#### Document passage
━━━━━━━━━━

Regarding development, several aspects demanded a heavy investment in resource creation: terminology components for concept mapping, update procedures to compare the existing knowledge base and OOVs, and linguistically-motivated modules to transform the data created by medical trainers according to the patient’s perspective. Moreover, misspellings in trainers’ input needed spelling correction tools. To fix the OOV errors related to spelling mistakes, the most reliable approach would be to include a correction module on the back-office interface that trainer doctors use to create the patient record. The system vocabulary could be mapped to misspellings, flag them, and the trainers could correct them before the interaction. Nevertheless, the developed modules were capable of adapting the system to new cases without causing problematic interactions, according to the end-user evaluation.

━━━━━━━━━━

#### Raw data
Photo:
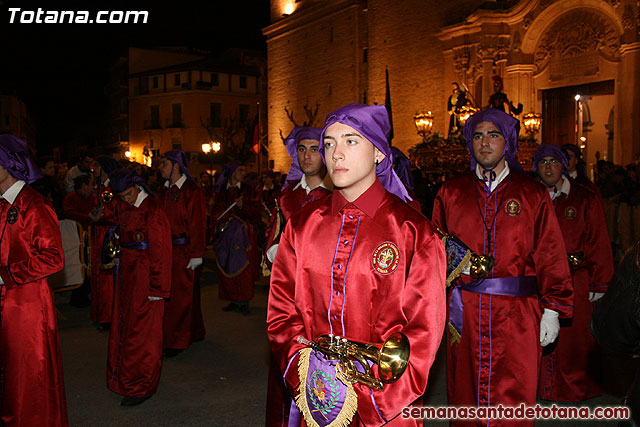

━━━━━━━━━━

#### Complete the following
**1.** Summarize the passage on system development in two sentences.
**2.** Decide whether each statement agrees with the passage on system development, answering yes or no and quoting the deciding words.
(a) Misspellings in trainers' input required spelling correction tools.
(b) The most reliable fix for spelling-related OOV errors would be a correction module on an interface used by patients.
(c) According to the end-user evaluation, the modules caused problematic interactions when the system was adapted to new cases.
**3.** Edit the stretch of the passage on system development from "Regarding development, several" through "the end-user evaluation.", replacing "spelling correction tools" with "spell-checking tools".

#### Numbered responses
**1.** Developing the system demanded heavy investment in resource creation, including terminology components, update procedures, linguistically motivated modules, and spelling correction tools for misspellings in trainers' input. A correction module on the back-office interface would be the most reliable fix for spelling-related OOV errors, and the end-user evaluation found that the developed modules could adapt the system to new cases without causing problematic interactions.

**2.**
(a) Yes: "Moreover, misspellings in trainers’ input needed spelling correction tools."
(b) No: "include a correction module on the back-office interface that trainer doctors use to create the patient record"
(c) No: "the developed modules were capable of adapting the system to new cases without causing problematic interactions, according to the end-user evaluation"

**3.**
Regarding development, several aspects demanded a heavy investment in resource creation: terminology components for concept mapping, update procedures to compare the existing knowledge base and OOVs, and linguistically-motivated modules to transform the data created by medical trainers according to the patient’s perspective. Moreover, misspellings in trainers’ input needed spell-checking tools. To fix the OOV errors related to spelling mistakes, the most reliable approach would be to include a correction module on the back-office interface that trainer doctors use to create the patient record. The system vocabulary could be mapped to misspellings, flag them, and the trainers could correct them before the interaction. Nevertheless, the developed modules were capable of adapting the system to new cases without causing problematic interactions, according to the end-user evaluation.